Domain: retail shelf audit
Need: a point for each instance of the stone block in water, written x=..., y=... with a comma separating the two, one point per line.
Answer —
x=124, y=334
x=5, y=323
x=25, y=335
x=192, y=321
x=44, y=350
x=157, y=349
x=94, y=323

**Written instruction:**
Can you put all of the data above into a two-column CSV headed instruction and answer, with each row pairing one instruction with its answer, every value in a single quoted field and line breaks replaced by spaces?

**Exercise output:**
instruction,answer
"Domain: retail shelf audit Need: a point for each instance of the stone block in water, written x=..., y=... with a comma separating the two, one point per line. Answer —","x=124, y=334 x=5, y=323 x=25, y=335 x=192, y=321 x=44, y=350 x=157, y=349 x=94, y=323"